#### What to do
The count of lines below that include the string "rope" is the whole answer; write it alone.
=== Dataset records ===
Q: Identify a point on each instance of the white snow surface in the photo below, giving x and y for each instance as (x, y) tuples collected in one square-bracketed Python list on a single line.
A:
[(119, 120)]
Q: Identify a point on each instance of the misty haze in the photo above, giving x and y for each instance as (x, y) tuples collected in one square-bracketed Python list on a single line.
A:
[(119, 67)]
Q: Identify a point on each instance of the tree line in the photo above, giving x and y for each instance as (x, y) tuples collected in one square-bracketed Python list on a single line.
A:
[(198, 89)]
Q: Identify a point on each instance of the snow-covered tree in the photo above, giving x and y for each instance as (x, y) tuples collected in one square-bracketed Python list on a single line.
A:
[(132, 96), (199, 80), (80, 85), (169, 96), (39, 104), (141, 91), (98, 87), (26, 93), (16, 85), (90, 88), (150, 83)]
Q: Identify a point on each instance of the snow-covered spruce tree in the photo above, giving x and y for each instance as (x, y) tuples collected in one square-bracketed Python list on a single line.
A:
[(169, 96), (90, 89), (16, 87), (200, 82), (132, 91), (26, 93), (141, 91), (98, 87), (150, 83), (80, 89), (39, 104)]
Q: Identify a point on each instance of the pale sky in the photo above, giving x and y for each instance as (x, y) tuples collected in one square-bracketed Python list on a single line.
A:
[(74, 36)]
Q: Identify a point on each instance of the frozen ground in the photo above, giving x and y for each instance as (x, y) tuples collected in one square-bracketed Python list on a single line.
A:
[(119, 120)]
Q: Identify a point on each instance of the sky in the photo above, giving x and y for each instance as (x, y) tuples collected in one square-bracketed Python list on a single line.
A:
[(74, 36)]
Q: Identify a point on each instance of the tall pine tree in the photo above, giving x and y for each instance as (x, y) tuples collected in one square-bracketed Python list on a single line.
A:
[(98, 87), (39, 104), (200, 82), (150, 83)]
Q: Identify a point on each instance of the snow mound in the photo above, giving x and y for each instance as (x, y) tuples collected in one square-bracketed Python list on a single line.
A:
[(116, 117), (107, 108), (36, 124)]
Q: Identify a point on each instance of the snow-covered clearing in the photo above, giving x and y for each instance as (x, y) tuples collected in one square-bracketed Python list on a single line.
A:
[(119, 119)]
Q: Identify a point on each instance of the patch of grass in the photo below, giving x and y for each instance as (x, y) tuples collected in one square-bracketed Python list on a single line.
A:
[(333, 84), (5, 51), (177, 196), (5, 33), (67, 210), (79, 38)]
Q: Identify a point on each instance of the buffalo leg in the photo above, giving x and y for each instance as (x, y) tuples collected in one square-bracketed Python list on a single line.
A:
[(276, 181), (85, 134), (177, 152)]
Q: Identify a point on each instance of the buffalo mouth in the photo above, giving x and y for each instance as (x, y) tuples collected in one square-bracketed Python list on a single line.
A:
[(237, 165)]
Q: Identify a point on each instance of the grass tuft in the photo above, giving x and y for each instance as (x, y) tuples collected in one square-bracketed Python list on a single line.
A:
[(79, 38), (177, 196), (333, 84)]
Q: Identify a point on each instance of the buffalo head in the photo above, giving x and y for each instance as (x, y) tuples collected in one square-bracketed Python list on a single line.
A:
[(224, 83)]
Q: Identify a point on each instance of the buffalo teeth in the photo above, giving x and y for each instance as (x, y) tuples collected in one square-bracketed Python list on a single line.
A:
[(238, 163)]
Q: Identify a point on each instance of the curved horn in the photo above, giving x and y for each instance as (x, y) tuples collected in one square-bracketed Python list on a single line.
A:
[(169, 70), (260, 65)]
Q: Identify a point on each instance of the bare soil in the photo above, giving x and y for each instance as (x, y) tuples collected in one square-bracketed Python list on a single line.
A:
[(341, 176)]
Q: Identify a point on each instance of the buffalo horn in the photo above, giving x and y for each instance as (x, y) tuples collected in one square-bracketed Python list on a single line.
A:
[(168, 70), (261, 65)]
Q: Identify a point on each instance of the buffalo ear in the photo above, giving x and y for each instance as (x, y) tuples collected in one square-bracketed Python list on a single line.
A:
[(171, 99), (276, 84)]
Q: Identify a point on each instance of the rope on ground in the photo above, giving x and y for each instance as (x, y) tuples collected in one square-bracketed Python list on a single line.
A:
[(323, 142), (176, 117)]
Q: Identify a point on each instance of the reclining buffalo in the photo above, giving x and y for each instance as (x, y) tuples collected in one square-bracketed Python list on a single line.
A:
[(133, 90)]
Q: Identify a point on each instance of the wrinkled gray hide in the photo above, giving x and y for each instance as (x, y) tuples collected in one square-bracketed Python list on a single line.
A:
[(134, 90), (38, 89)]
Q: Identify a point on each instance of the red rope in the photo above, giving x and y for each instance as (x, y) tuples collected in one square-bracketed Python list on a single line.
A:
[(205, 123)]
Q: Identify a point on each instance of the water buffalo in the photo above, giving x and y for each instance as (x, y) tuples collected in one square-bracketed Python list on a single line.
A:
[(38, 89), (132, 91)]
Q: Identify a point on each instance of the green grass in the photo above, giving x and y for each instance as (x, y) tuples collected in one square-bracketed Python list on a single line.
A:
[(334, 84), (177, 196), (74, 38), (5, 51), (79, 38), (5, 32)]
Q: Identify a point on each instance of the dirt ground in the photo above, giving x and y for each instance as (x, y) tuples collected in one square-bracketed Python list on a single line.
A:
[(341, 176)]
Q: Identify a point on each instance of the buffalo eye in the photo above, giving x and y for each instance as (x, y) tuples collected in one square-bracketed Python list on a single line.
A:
===
=== Dataset records ===
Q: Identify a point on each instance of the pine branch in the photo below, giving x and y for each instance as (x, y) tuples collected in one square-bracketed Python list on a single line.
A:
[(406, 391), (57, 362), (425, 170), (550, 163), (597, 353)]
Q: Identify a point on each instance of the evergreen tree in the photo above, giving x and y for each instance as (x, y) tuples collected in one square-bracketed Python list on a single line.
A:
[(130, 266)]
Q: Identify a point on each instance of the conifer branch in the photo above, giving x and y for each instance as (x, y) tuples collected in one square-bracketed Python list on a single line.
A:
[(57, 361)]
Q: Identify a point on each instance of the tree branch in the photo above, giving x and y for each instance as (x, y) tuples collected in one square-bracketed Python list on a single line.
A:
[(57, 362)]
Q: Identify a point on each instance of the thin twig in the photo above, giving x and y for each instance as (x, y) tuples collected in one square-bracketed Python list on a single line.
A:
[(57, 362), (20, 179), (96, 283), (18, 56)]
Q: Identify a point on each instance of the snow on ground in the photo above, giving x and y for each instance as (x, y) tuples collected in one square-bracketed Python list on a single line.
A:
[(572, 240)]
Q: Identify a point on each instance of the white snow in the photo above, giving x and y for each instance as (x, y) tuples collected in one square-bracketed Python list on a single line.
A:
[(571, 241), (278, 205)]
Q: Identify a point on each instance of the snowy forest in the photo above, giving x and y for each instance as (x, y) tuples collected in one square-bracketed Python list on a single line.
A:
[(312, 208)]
===
#### Exercise output
2